• SELECTED PASSAGE:

□ □ □ □

Unwittingly, methinks, Erin Adler in her “Schools lack skills, tools on Native topics” (Star Tribune, June 17, 2022) presents to the careful reader all of those flaws that produce the massive incompetence of the public education establishment.
Adler’s focus is on a new report commissioned by the Shakopee
Mdewakanton Sioux Community (SMSC), which found that two-thirds of teachers who
completed surveys for the report do not feel confident teaching subject matter
pertinent to Native Americans and cite lack of curricular resources as the top
challenge. Odia Wood-Krueger, author of
the report, laments that nothing in the teaching of American Indian culture and
history is working particularly well.
Surveys conducted for the report indicate that educators want to improve; similarly, a previous SMSC survey found that
90 percent of Minnesotans support teaching additional Native American content in
K-12 classes. But, Krueger says, we unfairly
ask teachers why they are not teaching Native content while not supporting them
in ways that allow them to feel confident and knowledgeable in imparting
relevant information to their students.
Thirty-seven percent of those teachers surveyed say that they have never
received professional development relevant to teaching subject matter relevant
to Native American studies.
Teachers thus have not been teaching much about Native American
history or culture, despite the fact that a 2010 Minnesota law requires that
Dakota and Ojibwe language and culture be taught across all subjects in the
state’s public schools. Ramona Kitto
Stately, chair of the Minnesota Indian Education Association, interprets the
survey as indicating that teachers are “really afraid of teaching the wrong
thing.”
Recommendations in the report include creating professional
development sessions and accessible curriculum, expanding opportunities for
Native experts to visit classrooms, involving tribal members in creating new materials, and developing a repository for teaching resources and an
online “Indian Education for All” program.
The survey and report are part of the SMSC’s Understand Native Minnesota
philanthropic campaign that was launched in 2019 and now has $5 million to fund
educational resources and training for teachers and administrators on Native
American content.
I happened to encounter this article just after having reread Dee
Brown’s Bury My Heart at Wounded Knee (1970) , Anton Treuer’s Atlas
of the Indian Nations (2013), and Native American Almanac (2016)
(cowritten by Yvonne Wakim Dennis, Arlene Hirschfelder, and
Shannon Rothenburger Flynn). My most
intense academic investigation prior to rereading those books was a multi-reference
review of algebraic series and sequences, graphing of complex equations, and
division of polynomials for more efficient instruction of my several Algebra II
students in the New Salem Educational Initiative.
In the latter program I meet with my students in weekly two-hour
sessions each to provide instruction that they either do not get or is ineptly provided
by the teachers of the Minneapolis Public Schools. I teach all grades (preK-12 and a number of
college and university students, including adults seeking to resume their
education). I do any research that I
need to do across all subjects to provide my students with a knowledge-intensive,
skill-replete education. I have always
considered the acquisition of a firm knowledge base as an imperative at the
many levels and across the many fields I have taught over a 51-year career,
including twenty-nine years as the director of the New Salem Educational
Initiative.

□ □ □ □

Excerpts from location labeling data:
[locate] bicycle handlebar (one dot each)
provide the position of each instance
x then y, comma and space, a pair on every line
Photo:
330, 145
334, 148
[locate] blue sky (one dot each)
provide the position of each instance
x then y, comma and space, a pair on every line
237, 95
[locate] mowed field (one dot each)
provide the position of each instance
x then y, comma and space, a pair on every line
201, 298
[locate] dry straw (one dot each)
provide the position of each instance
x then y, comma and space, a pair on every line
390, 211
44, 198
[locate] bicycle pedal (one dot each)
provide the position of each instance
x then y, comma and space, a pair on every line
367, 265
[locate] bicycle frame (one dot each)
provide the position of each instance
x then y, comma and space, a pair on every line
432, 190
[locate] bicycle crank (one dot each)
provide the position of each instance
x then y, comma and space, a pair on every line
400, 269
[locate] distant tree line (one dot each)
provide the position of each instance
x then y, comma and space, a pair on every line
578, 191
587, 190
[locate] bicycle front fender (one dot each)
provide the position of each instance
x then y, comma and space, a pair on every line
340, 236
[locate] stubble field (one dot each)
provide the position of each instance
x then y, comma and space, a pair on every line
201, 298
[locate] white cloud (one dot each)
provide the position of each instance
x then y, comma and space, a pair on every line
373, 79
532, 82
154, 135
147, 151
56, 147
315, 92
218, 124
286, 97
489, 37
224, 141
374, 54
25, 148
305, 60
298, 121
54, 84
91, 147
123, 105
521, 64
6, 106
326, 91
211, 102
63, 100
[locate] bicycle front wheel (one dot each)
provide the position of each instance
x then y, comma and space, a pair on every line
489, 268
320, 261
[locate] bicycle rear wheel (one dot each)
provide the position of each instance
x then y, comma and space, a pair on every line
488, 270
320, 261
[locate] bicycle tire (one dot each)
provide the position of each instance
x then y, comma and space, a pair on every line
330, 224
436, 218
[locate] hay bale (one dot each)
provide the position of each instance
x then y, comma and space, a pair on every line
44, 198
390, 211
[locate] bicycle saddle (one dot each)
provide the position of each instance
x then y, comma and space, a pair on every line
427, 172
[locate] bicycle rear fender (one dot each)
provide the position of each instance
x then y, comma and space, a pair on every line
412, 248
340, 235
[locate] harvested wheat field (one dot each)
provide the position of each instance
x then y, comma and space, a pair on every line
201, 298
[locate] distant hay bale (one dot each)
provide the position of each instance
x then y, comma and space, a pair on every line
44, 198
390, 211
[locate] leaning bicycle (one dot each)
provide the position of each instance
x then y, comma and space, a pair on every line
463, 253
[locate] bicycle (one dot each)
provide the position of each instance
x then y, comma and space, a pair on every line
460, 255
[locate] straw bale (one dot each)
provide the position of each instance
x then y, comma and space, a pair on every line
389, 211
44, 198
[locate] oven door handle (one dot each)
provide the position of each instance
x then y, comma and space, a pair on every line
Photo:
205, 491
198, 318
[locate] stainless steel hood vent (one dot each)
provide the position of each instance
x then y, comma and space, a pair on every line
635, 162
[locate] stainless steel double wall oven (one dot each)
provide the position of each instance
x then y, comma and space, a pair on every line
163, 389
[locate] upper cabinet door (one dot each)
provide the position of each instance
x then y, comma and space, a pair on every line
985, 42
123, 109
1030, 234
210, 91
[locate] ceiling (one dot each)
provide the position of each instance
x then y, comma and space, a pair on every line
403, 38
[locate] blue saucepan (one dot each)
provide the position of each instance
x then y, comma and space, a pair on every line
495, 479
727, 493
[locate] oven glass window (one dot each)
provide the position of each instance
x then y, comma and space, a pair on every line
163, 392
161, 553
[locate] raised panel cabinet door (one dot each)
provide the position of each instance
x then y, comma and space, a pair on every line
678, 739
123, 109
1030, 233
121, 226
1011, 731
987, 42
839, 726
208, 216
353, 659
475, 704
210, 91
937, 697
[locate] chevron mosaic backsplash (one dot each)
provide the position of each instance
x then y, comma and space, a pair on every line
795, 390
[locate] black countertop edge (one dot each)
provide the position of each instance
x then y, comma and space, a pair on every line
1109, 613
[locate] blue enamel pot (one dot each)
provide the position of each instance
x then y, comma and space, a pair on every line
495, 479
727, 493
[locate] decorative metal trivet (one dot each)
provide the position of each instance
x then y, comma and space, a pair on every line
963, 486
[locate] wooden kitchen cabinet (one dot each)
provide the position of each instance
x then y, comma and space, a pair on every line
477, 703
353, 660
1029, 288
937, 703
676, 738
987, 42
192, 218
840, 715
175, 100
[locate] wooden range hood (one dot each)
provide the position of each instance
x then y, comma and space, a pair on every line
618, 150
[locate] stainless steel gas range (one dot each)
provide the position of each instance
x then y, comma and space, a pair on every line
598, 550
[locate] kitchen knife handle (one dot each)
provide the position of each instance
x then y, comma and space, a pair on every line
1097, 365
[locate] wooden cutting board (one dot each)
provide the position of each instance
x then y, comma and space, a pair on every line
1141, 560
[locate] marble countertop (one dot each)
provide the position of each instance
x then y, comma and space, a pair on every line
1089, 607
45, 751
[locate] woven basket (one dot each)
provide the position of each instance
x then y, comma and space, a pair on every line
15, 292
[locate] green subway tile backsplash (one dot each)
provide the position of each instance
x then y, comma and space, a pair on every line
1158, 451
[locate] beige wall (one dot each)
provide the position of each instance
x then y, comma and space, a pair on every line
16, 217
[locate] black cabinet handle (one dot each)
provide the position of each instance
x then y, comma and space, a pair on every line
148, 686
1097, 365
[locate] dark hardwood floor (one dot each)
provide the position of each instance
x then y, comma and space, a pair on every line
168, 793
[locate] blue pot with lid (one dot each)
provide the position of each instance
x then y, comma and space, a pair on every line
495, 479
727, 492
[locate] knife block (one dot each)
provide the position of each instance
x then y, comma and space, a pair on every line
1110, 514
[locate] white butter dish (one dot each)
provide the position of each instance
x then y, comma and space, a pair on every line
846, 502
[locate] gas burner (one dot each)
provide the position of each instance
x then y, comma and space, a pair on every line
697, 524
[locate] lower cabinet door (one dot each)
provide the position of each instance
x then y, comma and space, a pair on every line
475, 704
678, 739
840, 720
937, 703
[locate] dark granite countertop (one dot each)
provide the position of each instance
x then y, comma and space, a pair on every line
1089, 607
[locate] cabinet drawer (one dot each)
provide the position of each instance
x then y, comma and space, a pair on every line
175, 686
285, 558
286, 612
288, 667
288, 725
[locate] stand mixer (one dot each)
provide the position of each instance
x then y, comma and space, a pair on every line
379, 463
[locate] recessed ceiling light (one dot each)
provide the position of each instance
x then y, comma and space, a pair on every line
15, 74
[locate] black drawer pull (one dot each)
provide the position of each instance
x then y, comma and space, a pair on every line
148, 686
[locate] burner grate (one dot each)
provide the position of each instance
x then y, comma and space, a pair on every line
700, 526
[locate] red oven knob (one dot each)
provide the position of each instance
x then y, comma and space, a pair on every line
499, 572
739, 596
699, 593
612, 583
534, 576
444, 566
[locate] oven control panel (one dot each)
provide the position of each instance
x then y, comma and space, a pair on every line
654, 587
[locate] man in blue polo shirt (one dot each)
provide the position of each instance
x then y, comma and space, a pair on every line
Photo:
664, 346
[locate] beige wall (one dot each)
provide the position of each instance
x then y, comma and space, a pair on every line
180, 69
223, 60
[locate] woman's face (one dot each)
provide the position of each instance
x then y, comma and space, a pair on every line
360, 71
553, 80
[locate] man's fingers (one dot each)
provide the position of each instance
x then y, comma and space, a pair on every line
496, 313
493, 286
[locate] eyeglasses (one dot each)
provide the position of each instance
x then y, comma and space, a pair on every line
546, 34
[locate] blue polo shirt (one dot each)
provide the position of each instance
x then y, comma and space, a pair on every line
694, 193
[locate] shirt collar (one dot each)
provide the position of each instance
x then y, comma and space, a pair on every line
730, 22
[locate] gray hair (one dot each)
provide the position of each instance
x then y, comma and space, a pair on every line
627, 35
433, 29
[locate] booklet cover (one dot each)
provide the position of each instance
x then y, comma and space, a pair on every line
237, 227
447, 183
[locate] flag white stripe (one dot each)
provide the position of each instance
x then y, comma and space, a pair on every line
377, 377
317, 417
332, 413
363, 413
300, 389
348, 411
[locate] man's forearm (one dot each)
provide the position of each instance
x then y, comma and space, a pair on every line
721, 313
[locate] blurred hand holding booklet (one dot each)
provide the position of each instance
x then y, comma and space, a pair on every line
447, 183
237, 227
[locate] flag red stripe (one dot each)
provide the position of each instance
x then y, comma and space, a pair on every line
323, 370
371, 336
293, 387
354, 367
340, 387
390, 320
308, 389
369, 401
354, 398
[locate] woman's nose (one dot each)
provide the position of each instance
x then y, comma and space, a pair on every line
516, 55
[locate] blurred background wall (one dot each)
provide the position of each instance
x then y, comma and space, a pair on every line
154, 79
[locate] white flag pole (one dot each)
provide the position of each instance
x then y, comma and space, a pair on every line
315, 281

□ □ □ □

• WHAT YOU ARE ASKED TO DO: Recast the paragraph of the commentary on teaching Native American topics that begins "Recommendations in the report include" as a bulleted list that preserves its main facts. None of the rows are required for this work.

• TASK OUTPUT:
- Create professional development sessions
- Create accessible curriculum
- Expand opportunities for Native experts to visit classrooms
- Involve tribal members in creating new materials
- Develop a repository for teaching resources
- Develop an online "Indian Education for All" program